# WRITTEN EXERCISE
Reproduce the records verbatim, from the line that contains "Mark the region of each instance of the mist" down to the line that contains "[[0,232],[416,232],[416,169],[0,163]]", both lines included. Copy nothing outside that span.

• • • •

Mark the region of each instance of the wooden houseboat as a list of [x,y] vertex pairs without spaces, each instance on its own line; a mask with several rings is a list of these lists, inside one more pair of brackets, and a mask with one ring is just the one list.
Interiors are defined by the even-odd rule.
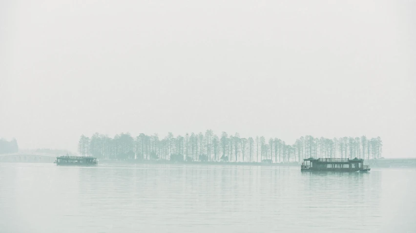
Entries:
[[369,165],[364,165],[364,160],[356,158],[350,160],[346,158],[310,158],[303,160],[300,166],[302,171],[368,172]]
[[54,162],[56,165],[63,166],[93,166],[98,164],[96,158],[90,156],[60,156]]

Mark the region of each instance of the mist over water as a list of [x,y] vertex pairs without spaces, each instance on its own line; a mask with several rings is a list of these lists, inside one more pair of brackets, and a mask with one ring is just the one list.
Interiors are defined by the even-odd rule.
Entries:
[[416,170],[0,163],[15,233],[414,232]]

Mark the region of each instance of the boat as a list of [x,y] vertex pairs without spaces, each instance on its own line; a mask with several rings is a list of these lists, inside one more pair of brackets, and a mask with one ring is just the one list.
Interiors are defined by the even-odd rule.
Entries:
[[364,165],[364,160],[355,158],[309,158],[303,160],[300,166],[301,171],[333,171],[367,172],[371,170],[370,166]]
[[65,156],[56,157],[54,162],[60,166],[94,166],[98,164],[96,158],[91,156]]

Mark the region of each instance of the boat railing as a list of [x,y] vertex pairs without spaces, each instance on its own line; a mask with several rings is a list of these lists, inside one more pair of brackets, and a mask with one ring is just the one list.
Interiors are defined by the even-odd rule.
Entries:
[[349,159],[340,158],[321,158],[318,159],[318,161],[320,162],[348,162]]

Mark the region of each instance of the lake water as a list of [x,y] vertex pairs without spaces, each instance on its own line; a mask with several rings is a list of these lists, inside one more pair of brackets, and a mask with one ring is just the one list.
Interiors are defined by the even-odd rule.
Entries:
[[0,232],[416,232],[416,169],[0,163]]

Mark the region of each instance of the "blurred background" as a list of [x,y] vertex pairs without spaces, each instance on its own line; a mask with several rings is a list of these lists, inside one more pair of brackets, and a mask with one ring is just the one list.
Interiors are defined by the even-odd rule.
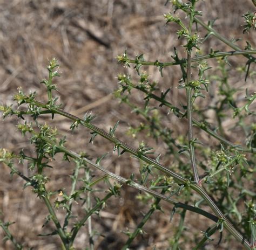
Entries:
[[[130,126],[138,126],[143,120],[139,117],[136,119],[136,115],[124,104],[120,105],[112,93],[118,87],[118,73],[129,73],[135,81],[138,79],[133,69],[124,69],[117,63],[115,58],[123,53],[125,48],[132,58],[143,53],[145,59],[151,61],[157,59],[159,61],[172,61],[170,55],[173,55],[174,47],[177,48],[181,57],[185,56],[182,41],[177,40],[176,35],[178,26],[165,25],[163,14],[167,13],[171,7],[169,3],[165,6],[166,2],[1,0],[0,103],[12,103],[13,95],[20,86],[25,93],[36,91],[37,100],[46,101],[47,93],[40,82],[48,77],[46,66],[48,60],[56,57],[62,73],[56,81],[58,91],[55,96],[59,96],[59,101],[63,103],[62,108],[65,111],[80,117],[87,111],[92,111],[98,115],[95,123],[106,131],[120,120],[116,133],[118,138],[135,148],[138,147],[139,142],[144,140],[154,147],[156,155],[163,152],[165,146],[161,142],[156,143],[153,139],[147,138],[146,134],[135,138],[127,134]],[[253,40],[251,36],[250,40],[246,34],[242,34],[244,19],[241,17],[248,10],[253,11],[253,8],[250,0],[199,1],[197,8],[203,11],[202,18],[205,22],[216,19],[214,27],[221,34],[230,39],[242,38],[237,43],[242,49],[246,45],[246,39],[250,40],[253,47],[255,46],[255,37]],[[182,18],[184,15],[180,12],[180,16]],[[206,31],[201,27],[198,26],[198,29],[200,37],[203,37]],[[211,48],[214,51],[232,50],[213,37],[204,44],[203,54],[208,53]],[[249,79],[245,82],[244,74],[238,74],[232,68],[242,66],[246,61],[242,57],[230,60],[232,66],[230,72],[231,81],[232,84],[241,86],[242,92],[237,94],[243,96],[245,88],[252,86],[252,80]],[[211,60],[209,64],[214,67],[216,60]],[[181,77],[178,66],[165,68],[163,78],[157,68],[144,67],[143,70],[147,71],[151,80],[159,82],[160,91],[172,88],[167,96],[172,103],[179,106],[180,102],[185,101],[184,92],[176,88]],[[139,105],[143,103],[144,97],[134,93],[132,99]],[[164,108],[160,112],[165,117],[163,122],[166,126],[171,124],[175,135],[184,134],[187,126],[185,120],[181,122],[173,115],[166,116],[167,109]],[[99,136],[92,146],[89,145],[91,135],[88,129],[81,127],[72,134],[69,129],[70,121],[58,116],[53,121],[45,118],[46,120],[56,126],[60,133],[67,135],[69,148],[76,152],[86,151],[94,159],[110,152],[103,162],[103,165],[109,170],[126,177],[132,172],[138,172],[139,163],[137,160],[126,157],[120,161],[116,156],[112,156],[113,145]],[[17,119],[14,117],[0,123],[0,147],[16,153],[25,148],[32,154],[28,138],[22,138],[17,132]],[[225,122],[227,128],[233,123],[232,119],[227,119]],[[227,129],[226,135],[228,136],[230,133]],[[204,143],[208,141],[206,134],[196,135]],[[166,165],[170,164],[168,156],[164,156],[163,161]],[[74,165],[72,163],[58,163],[57,161],[54,164],[49,172],[51,180],[49,188],[58,190],[63,183],[70,183],[69,175],[72,173]],[[25,165],[21,169],[26,172],[26,168]],[[53,226],[50,225],[42,230],[47,215],[45,208],[30,188],[23,190],[23,181],[16,176],[11,178],[9,172],[6,166],[1,165],[2,219],[16,221],[10,229],[19,242],[25,242],[26,247],[60,249],[57,237],[37,236],[42,231],[51,232]],[[99,175],[95,171],[93,173]],[[125,187],[122,194],[121,198],[113,198],[108,203],[100,217],[93,217],[93,229],[104,235],[95,237],[95,249],[120,249],[127,239],[122,231],[126,228],[133,231],[142,218],[140,211],[146,212],[149,209],[146,205],[134,199],[136,190]],[[157,249],[171,249],[170,242],[177,230],[179,216],[174,216],[173,222],[170,224],[170,211],[172,207],[162,204],[165,213],[156,212],[144,228],[147,234],[143,238],[139,236],[134,241],[134,249],[150,249],[153,246]],[[188,214],[185,221],[187,230],[181,240],[182,249],[191,249],[194,238],[200,238],[200,231],[205,230],[210,225],[206,219],[199,220],[196,214]],[[61,214],[60,211],[60,218]],[[88,240],[86,230],[85,227],[84,232],[78,235],[76,246],[78,249],[85,249],[85,242]],[[3,237],[3,231],[0,230],[0,239]],[[205,249],[215,249],[215,242],[210,242]],[[218,249],[230,247],[224,240]],[[0,249],[13,248],[9,242],[4,244],[1,241]],[[241,249],[241,246],[234,241],[232,249]]]

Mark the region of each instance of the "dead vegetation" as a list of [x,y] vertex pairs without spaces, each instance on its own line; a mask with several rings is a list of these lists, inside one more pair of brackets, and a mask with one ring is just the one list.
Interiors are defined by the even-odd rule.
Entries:
[[[198,9],[204,11],[204,19],[207,21],[218,18],[215,27],[219,32],[228,38],[246,37],[242,34],[244,20],[240,17],[253,8],[250,1],[236,1],[235,4],[232,0],[200,2]],[[174,46],[184,51],[181,41],[176,38],[175,26],[165,25],[163,14],[168,12],[170,8],[170,5],[164,6],[165,2],[166,0],[2,0],[0,4],[1,102],[12,103],[12,96],[19,86],[25,92],[36,91],[42,101],[47,100],[45,89],[39,82],[46,77],[45,67],[48,59],[56,57],[63,72],[57,82],[57,94],[60,102],[63,103],[63,108],[81,116],[87,110],[92,110],[98,115],[96,123],[106,130],[120,120],[117,137],[138,147],[138,141],[127,136],[126,131],[130,126],[139,124],[140,119],[134,119],[134,114],[131,113],[130,109],[124,105],[119,105],[111,94],[117,87],[117,73],[124,71],[117,64],[115,57],[125,48],[131,55],[143,53],[146,59],[154,60],[157,58],[159,61],[170,60],[169,54],[172,54]],[[199,29],[204,36],[205,32]],[[255,40],[251,41],[252,46],[255,46]],[[207,52],[210,47],[214,50],[231,50],[219,43],[214,38],[209,39],[205,51]],[[245,46],[241,41],[238,43],[242,48]],[[239,57],[238,61],[235,57],[231,63],[235,67],[241,61],[246,61]],[[210,64],[214,66],[215,63],[211,61]],[[185,100],[176,88],[180,75],[176,73],[175,67],[165,69],[163,78],[157,68],[145,67],[145,70],[149,70],[152,80],[159,82],[161,90],[172,87],[169,96],[172,103],[178,105]],[[136,75],[133,70],[129,71]],[[233,77],[234,73],[232,71],[230,74],[234,85],[245,88],[246,86],[252,84],[250,79],[244,82],[244,75],[238,78],[237,74],[235,78]],[[139,94],[133,96],[134,101],[139,103],[143,98]],[[163,109],[162,112],[164,115],[166,110]],[[89,145],[90,134],[84,128],[79,128],[79,133],[71,135],[69,121],[56,116],[56,120],[50,122],[60,131],[68,134],[68,146],[75,151],[86,151],[93,158],[112,151],[112,145],[100,138],[96,141],[96,145]],[[164,122],[171,124],[176,134],[186,129],[185,123],[182,125],[171,115]],[[226,123],[228,128],[232,121],[227,120]],[[27,138],[22,138],[17,132],[16,123],[15,118],[0,123],[1,147],[16,152],[23,148],[31,150]],[[206,143],[208,140],[205,134],[199,136]],[[156,144],[145,135],[138,138],[138,141],[142,140],[155,147],[157,152],[161,151],[163,144],[160,143]],[[169,164],[168,157],[164,160]],[[126,177],[133,172],[138,172],[138,163],[129,157],[120,161],[117,157],[110,156],[103,165]],[[69,182],[68,175],[72,173],[73,166],[72,164],[63,165],[61,163],[54,166],[51,170],[50,187],[57,190],[64,182]],[[23,171],[26,172],[25,168]],[[56,237],[37,236],[42,233],[42,225],[47,214],[41,201],[30,189],[23,190],[23,181],[16,176],[11,178],[9,170],[3,165],[1,165],[0,176],[0,210],[5,221],[16,221],[10,228],[17,239],[26,242],[26,247],[36,249],[59,249]],[[147,211],[146,205],[134,199],[136,194],[136,190],[124,188],[121,199],[112,199],[100,217],[93,217],[93,228],[102,234],[96,237],[96,249],[120,249],[126,238],[121,231],[126,227],[132,230],[141,218],[139,211]],[[162,203],[166,213],[155,213],[145,228],[147,234],[143,238],[138,238],[134,249],[149,249],[153,246],[157,249],[168,247],[179,216],[176,216],[177,219],[174,217],[172,224],[169,223],[171,207]],[[61,217],[61,211],[59,215]],[[199,237],[200,231],[206,228],[207,222],[201,225],[196,217],[190,213],[189,221],[185,223],[187,235],[183,238],[184,249],[191,249],[190,240]],[[51,232],[50,226],[43,231]],[[3,237],[3,232],[0,231],[0,239]],[[82,249],[87,240],[86,237],[85,228],[78,237],[78,249]],[[234,243],[232,249],[240,249],[240,245],[236,244]],[[11,249],[11,247],[8,242],[0,242],[1,249]],[[215,245],[209,243],[206,249],[215,249]],[[224,240],[218,249],[231,248]]]

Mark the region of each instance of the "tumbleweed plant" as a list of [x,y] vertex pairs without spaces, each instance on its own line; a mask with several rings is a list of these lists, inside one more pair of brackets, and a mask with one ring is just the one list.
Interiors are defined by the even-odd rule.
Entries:
[[[168,249],[183,249],[180,240],[186,237],[184,233],[187,211],[194,213],[198,220],[210,221],[208,228],[193,229],[194,234],[198,231],[201,236],[194,239],[191,249],[204,249],[211,241],[216,245],[224,240],[228,242],[231,237],[239,242],[237,245],[240,244],[241,249],[256,249],[256,93],[251,87],[245,89],[244,85],[232,86],[229,80],[228,61],[231,57],[238,60],[245,57],[246,65],[238,67],[237,73],[243,74],[245,80],[253,79],[256,74],[253,71],[256,50],[248,41],[246,47],[240,48],[235,40],[228,40],[214,30],[214,22],[203,22],[200,19],[203,13],[197,10],[196,0],[186,3],[179,0],[171,2],[172,9],[164,14],[164,18],[167,25],[174,23],[178,27],[176,36],[184,50],[179,52],[173,48],[172,59],[166,62],[147,61],[142,54],[132,59],[126,50],[117,57],[119,64],[125,68],[133,68],[138,74],[136,79],[127,72],[119,74],[119,87],[114,93],[122,105],[133,111],[134,119],[140,117],[144,121],[137,126],[131,126],[127,136],[135,138],[144,133],[157,143],[163,142],[164,146],[158,156],[144,141],[136,148],[119,140],[115,132],[118,130],[119,121],[105,131],[94,124],[96,116],[92,113],[78,117],[63,111],[58,98],[55,97],[57,89],[55,80],[60,76],[56,58],[49,61],[48,78],[41,82],[46,88],[46,102],[42,102],[36,93],[26,94],[19,88],[14,95],[15,104],[1,106],[4,119],[10,116],[18,117],[17,127],[23,136],[29,136],[34,151],[24,149],[16,154],[2,149],[0,161],[9,166],[11,175],[17,175],[23,179],[24,188],[30,187],[44,204],[49,213],[43,228],[52,224],[54,230],[45,233],[43,229],[39,236],[59,237],[62,249],[76,249],[77,236],[84,230],[88,234],[84,249],[94,249],[97,235],[103,233],[94,228],[95,216],[104,220],[100,217],[100,212],[112,198],[122,195],[125,185],[137,190],[137,202],[149,203],[150,206],[136,228],[124,228],[127,235],[124,250],[134,249],[134,240],[146,233],[144,226],[154,217],[157,210],[169,213],[170,223],[173,217],[178,216],[176,213],[179,213],[179,223],[170,239]],[[184,16],[183,13],[186,19],[180,17]],[[253,32],[255,13],[248,12],[243,17],[245,25],[241,32]],[[204,28],[205,36],[201,36],[199,26]],[[232,50],[221,52],[211,48],[205,52],[204,43],[212,37]],[[184,51],[186,55],[182,57]],[[215,60],[218,67],[212,68],[208,65],[210,60]],[[151,66],[157,67],[163,78],[167,78],[166,81],[166,68],[178,67],[178,82],[171,83],[163,90],[159,84],[151,80],[145,71],[145,68]],[[213,82],[215,88],[212,86]],[[176,87],[186,97],[185,102],[181,99],[178,106],[172,104],[169,95]],[[236,93],[242,91],[245,97],[238,99]],[[143,96],[142,103],[134,101],[133,97],[136,94]],[[212,117],[209,117],[209,114]],[[99,137],[111,142],[113,154],[121,159],[129,155],[138,159],[139,171],[124,178],[104,166],[103,162],[106,154],[95,159],[93,156],[87,155],[86,149],[78,149],[76,152],[70,150],[66,136],[45,122],[44,117],[49,115],[52,119],[57,116],[69,119],[72,132],[77,131],[79,127],[89,129],[91,135],[89,142],[91,144]],[[171,116],[187,124],[187,130],[184,130],[183,134],[174,133],[171,122],[163,122],[165,117]],[[226,131],[227,117],[233,119],[233,127],[229,128],[231,136],[227,136]],[[235,134],[237,131],[239,135]],[[201,134],[208,136],[208,140],[202,140],[195,135]],[[63,183],[63,186],[55,190],[49,187],[51,169],[56,161],[73,166],[70,176],[71,186]],[[28,168],[27,175],[21,170],[23,164]],[[171,204],[171,211],[162,207],[164,203]],[[82,207],[83,213],[77,212],[77,206]],[[62,218],[57,214],[60,210]],[[11,241],[15,249],[24,249],[23,243],[18,242],[12,234],[11,224],[4,219],[0,220],[5,240]],[[225,233],[223,235],[223,232]]]

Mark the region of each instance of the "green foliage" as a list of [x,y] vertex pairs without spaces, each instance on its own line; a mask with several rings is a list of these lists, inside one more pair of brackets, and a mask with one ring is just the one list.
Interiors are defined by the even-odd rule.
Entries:
[[[180,59],[177,50],[174,48],[174,55],[172,57],[173,61],[147,61],[143,54],[136,56],[134,59],[129,58],[125,50],[123,54],[117,57],[118,62],[123,64],[125,67],[134,65],[138,79],[137,81],[133,80],[127,74],[118,74],[119,88],[114,93],[121,102],[131,109],[134,116],[140,116],[144,121],[137,127],[131,127],[128,135],[135,138],[139,133],[144,131],[157,142],[163,141],[167,149],[164,157],[165,159],[171,159],[171,166],[165,166],[160,163],[160,155],[154,159],[152,151],[153,149],[147,146],[146,143],[142,142],[138,148],[134,149],[117,138],[115,133],[118,130],[119,121],[106,133],[93,124],[92,122],[96,116],[91,113],[87,113],[83,119],[80,119],[61,110],[60,105],[57,103],[58,99],[53,98],[52,93],[57,89],[52,81],[55,77],[59,77],[59,65],[56,58],[49,63],[48,78],[41,82],[46,88],[48,101],[46,103],[37,101],[38,98],[36,93],[27,95],[20,88],[18,94],[15,95],[14,100],[18,107],[21,106],[22,108],[16,109],[14,108],[15,105],[0,106],[3,119],[15,115],[24,120],[18,123],[17,128],[23,136],[30,136],[30,142],[35,148],[33,155],[25,153],[24,150],[16,155],[5,149],[1,149],[0,162],[9,167],[12,175],[16,174],[22,178],[24,181],[24,188],[31,187],[37,196],[43,202],[49,215],[43,227],[46,227],[51,221],[54,224],[55,229],[50,233],[41,235],[47,237],[58,235],[62,241],[63,249],[75,249],[77,234],[86,224],[89,227],[90,240],[85,245],[86,247],[93,249],[93,237],[96,232],[92,230],[91,217],[93,214],[98,216],[111,197],[117,198],[122,195],[121,190],[124,185],[139,191],[136,197],[138,202],[150,205],[136,228],[133,232],[128,230],[125,232],[128,239],[123,249],[131,247],[133,241],[138,235],[146,233],[143,227],[156,211],[166,212],[161,206],[161,200],[173,206],[170,214],[171,220],[176,212],[180,212],[179,226],[173,238],[170,240],[172,249],[183,247],[182,244],[180,246],[179,242],[186,230],[184,221],[187,210],[204,216],[214,223],[211,227],[203,231],[203,238],[200,240],[194,239],[193,249],[199,249],[207,240],[213,240],[212,235],[216,232],[222,232],[225,230],[246,249],[255,247],[256,195],[249,189],[250,185],[248,183],[255,185],[253,174],[255,171],[256,126],[255,123],[248,126],[247,121],[256,114],[253,111],[256,95],[246,89],[246,98],[243,103],[241,104],[238,101],[235,94],[240,90],[240,87],[232,86],[229,81],[230,66],[227,58],[240,55],[248,59],[246,65],[244,67],[245,69],[247,66],[245,71],[246,79],[251,75],[250,65],[256,61],[252,55],[256,54],[256,51],[252,49],[248,42],[245,50],[238,48],[232,41],[214,30],[213,22],[209,22],[207,25],[202,22],[196,17],[201,15],[201,12],[196,10],[196,4],[198,1],[192,0],[187,3],[179,0],[171,2],[173,10],[164,15],[164,17],[166,24],[174,22],[179,25],[180,29],[177,31],[177,34],[178,38],[183,38],[185,41],[183,46],[186,49],[186,58]],[[177,15],[172,14],[176,11],[185,12],[189,19],[187,27]],[[246,23],[244,32],[248,32],[250,29],[255,26],[255,16],[248,12],[243,17]],[[206,30],[207,34],[204,40],[199,37],[197,30],[193,30],[195,23]],[[214,36],[235,51],[219,52],[211,49],[205,55],[199,55],[197,50],[200,50],[201,44],[210,36]],[[196,56],[193,58],[192,53],[195,49],[197,50]],[[215,74],[208,77],[207,71],[211,68],[206,60],[215,58],[219,66],[215,69]],[[181,107],[176,107],[167,101],[170,88],[159,94],[158,84],[151,82],[150,76],[141,70],[143,66],[154,66],[163,75],[165,67],[176,65],[180,66],[182,75],[178,88],[180,91],[184,91],[186,96],[186,103],[181,104]],[[192,68],[198,72],[198,76],[193,79]],[[196,100],[199,97],[208,98],[207,92],[213,80],[218,82],[218,94],[214,103],[211,106],[198,107]],[[132,98],[134,92],[139,92],[144,95],[142,107],[141,104],[133,103]],[[156,107],[156,102],[158,103],[158,108]],[[178,136],[170,127],[162,122],[162,117],[165,115],[160,112],[160,107],[163,106],[167,107],[170,113],[179,119],[186,119],[187,135],[185,131]],[[209,109],[214,112],[217,125],[205,120],[205,112]],[[78,154],[70,150],[66,146],[65,136],[61,137],[57,128],[51,128],[47,123],[42,124],[40,118],[45,114],[51,114],[52,119],[55,114],[58,114],[70,119],[72,121],[70,129],[72,132],[78,126],[90,129],[92,136],[90,142],[92,143],[97,135],[108,140],[113,144],[113,152],[117,151],[120,157],[126,152],[136,158],[140,164],[139,175],[135,176],[134,173],[132,173],[129,179],[126,179],[107,170],[102,165],[107,153],[93,161],[89,159],[90,156],[86,152]],[[231,114],[233,114],[233,119],[238,121],[235,126],[245,132],[244,136],[243,135],[240,136],[242,137],[241,143],[232,142],[226,138],[223,121]],[[32,122],[26,118],[29,116],[33,118]],[[196,116],[198,120],[194,118]],[[194,136],[194,126],[214,137],[218,143],[214,144],[210,141],[209,144],[203,144]],[[234,138],[237,138],[235,136]],[[73,172],[70,176],[71,187],[69,191],[66,191],[65,184],[63,186],[58,187],[57,191],[48,188],[50,176],[48,175],[49,171],[46,169],[54,167],[54,161],[58,154],[62,155],[63,161],[74,165]],[[28,176],[19,170],[19,165],[24,164],[25,160],[28,162]],[[100,170],[104,175],[95,176],[92,174],[92,168]],[[116,182],[113,184],[109,181],[110,178]],[[99,191],[95,188],[95,185],[100,182],[104,182],[105,189],[101,192],[104,196],[98,195]],[[194,192],[197,193],[197,197],[193,196]],[[93,201],[91,199],[92,195],[95,198]],[[76,212],[73,209],[75,204],[81,207],[85,205],[85,215]],[[207,206],[211,209],[212,213],[206,211]],[[182,210],[179,210],[180,208]],[[56,216],[56,211],[60,209],[65,212],[62,224]],[[9,230],[10,225],[9,223],[4,223],[0,220],[0,226],[6,234],[5,239],[11,240],[16,249],[23,249],[22,246],[17,243],[11,235]]]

• • • •

# THE RESULT
Mark the region of each instance of the mist over water as a list of [x,y] vertex pairs without spaces, each instance on its own line; a mask with several rings is a list of these lists, inside one more pair of brackets, and a mask with one ring is just the one list.
Interiors are defined by the even-odd rule.
Entries:
[[416,170],[0,163],[15,233],[414,232]]

Mark the region of each instance of the boat as a list of [x,y] vertex pairs without spaces, each instance on its own line; a mask with several rings is a list of these lists, inside one more pair of brackets, and a mask with one ring is just the one list.
Interiors are defined by the even-odd rule.
Entries:
[[364,165],[364,160],[355,158],[309,158],[303,160],[300,166],[301,171],[333,171],[367,172],[371,170],[370,166]]
[[65,156],[56,157],[54,162],[60,166],[94,166],[98,164],[96,158],[91,156]]

Mark the region of each instance of the boat railing as a list of [x,y] vertex pairs without spaces, each instance on its own line; a mask with several rings is a list of these lists, inside one more pair of brackets, and a mask with one ring is just the one list.
Interiors are defined by the even-odd rule.
Entries:
[[349,159],[340,158],[321,158],[318,159],[318,161],[320,162],[348,162]]

Mark the region of each instance of the lake water as a list of [x,y] vertex pairs without spaces, each instance on its own line; a mask with several rings is a list of these lists, inside one more pair of brackets, and a mask with one ring is just the one list.
Interiors are defined by the even-odd rule.
Entries:
[[0,232],[416,232],[416,169],[0,163]]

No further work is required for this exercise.